# DOCUMENT SECTION
__________________________________________________

The Kid Super Power Hour with Shazam! is an NBC Saturday-morning cartoon produced by Filmation Studios in 1981. The half-hour show included two cartoon stories, with a variety of live-action wraparound segments.

Hero High featured a group of students attending a high school for superheroes. This was a comedy originally planned to feature the characters from Archie Comics, but during development, production company Filmation terminated their relationship with the publishers, and the characters were turned into more generic versions of the same roles.

Shazam! was based on the DC Comics series of the same name, the adventures of Captain Marvel and his Marvel Family, including Mary Marvel, Captain Marvel Jr., Uncle Marvel, and their tiger, Tawky Tawny. In the show, the team fights enemies like Doctor Sivana, Mister Mind, Black Adam, Mister Atom, Ibac, and more.

From time to time, the characters of one show would appear in the other. Isis from The Secrets of Isis also made a guest appearance in animated form on Hero High.

__________________________________________________

Stored records
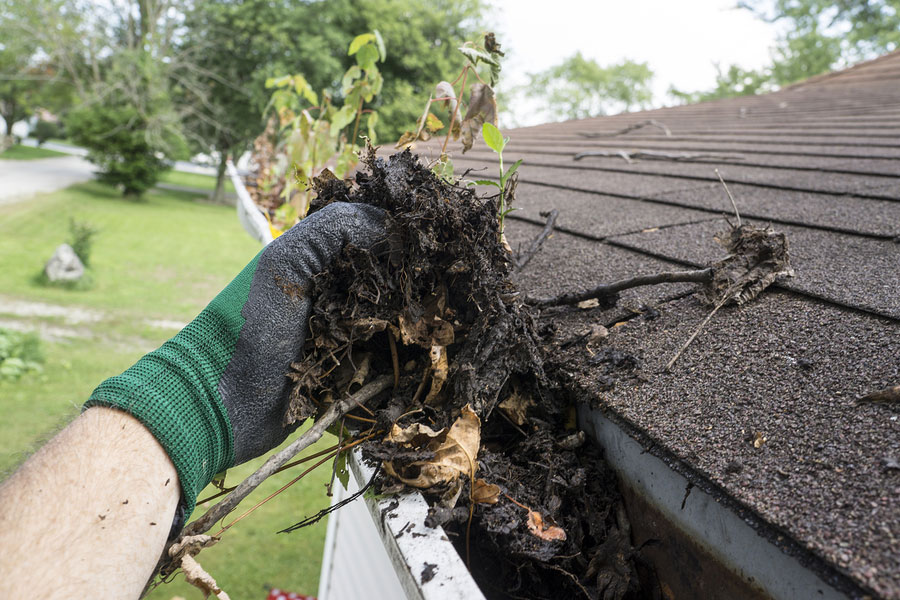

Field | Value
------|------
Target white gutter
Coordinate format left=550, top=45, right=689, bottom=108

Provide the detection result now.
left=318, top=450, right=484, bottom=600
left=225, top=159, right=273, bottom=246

__________________________________________________

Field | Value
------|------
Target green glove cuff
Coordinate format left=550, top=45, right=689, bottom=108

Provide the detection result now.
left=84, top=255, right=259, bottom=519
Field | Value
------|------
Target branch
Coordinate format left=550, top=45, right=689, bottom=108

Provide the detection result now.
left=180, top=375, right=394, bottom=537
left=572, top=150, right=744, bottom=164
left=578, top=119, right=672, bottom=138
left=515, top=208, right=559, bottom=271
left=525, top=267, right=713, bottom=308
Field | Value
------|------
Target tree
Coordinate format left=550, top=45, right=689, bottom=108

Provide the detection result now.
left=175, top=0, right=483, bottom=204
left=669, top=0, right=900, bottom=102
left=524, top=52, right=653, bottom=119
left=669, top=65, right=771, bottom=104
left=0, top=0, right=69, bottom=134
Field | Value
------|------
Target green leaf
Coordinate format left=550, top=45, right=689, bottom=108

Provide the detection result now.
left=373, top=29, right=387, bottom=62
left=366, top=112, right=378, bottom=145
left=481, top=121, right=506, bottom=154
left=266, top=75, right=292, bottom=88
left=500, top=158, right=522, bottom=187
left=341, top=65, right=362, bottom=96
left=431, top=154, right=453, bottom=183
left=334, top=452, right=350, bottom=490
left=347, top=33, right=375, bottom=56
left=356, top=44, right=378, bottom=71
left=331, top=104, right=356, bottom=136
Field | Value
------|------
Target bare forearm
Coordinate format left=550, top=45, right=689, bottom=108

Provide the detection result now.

__________________________________________________

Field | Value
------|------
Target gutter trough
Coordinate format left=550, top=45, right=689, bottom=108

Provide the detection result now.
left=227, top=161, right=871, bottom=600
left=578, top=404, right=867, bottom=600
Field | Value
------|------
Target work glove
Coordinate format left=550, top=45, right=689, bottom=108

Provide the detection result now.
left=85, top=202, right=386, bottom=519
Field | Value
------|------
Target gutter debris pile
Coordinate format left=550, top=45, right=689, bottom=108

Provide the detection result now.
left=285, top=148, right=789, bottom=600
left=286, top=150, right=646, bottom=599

__________________________________________________

# TO-DO LIST
1. According to the Kid Super Power Hour passage, whose characters was Hero High originally planned to feature?
2. Set down part of the Kid Super Power Hour passage word for word: begin at the words "Shazam! was based" and stop after "on Hero High.".
3. Summarize the Kid Super Power Hour passage in two sentences.

# SOLUTIONS FOR EACH TASK
1. The characters from Archie Comics.

2.
Shazam! was based on the DC Comics series of the same name, the adventures of Captain Marvel and his Marvel Family, including Mary Marvel, Captain Marvel Jr., Uncle Marvel, and their tiger, Tawky Tawny. In the show, the team fights enemies like Doctor Sivana, Mister Mind, Black Adam, Mister Atom, Ibac, and more.

From time to time, the characters of one show would appear in the other. Isis from The Secrets of Isis also made a guest appearance in animated form on Hero High.

3. The Kid Super Power Hour with Shazam! was a 1981 NBC Saturday-morning cartoon from Filmation Studios that combined two cartoon stories with live-action wraparound segments. Its segments were Hero High, a comedy about students at a high school for superheroes, and Shazam!, which was based on the DC Comics series about Captain Marvel and the Marvel Family, with characters sometimes appearing in each other's shows.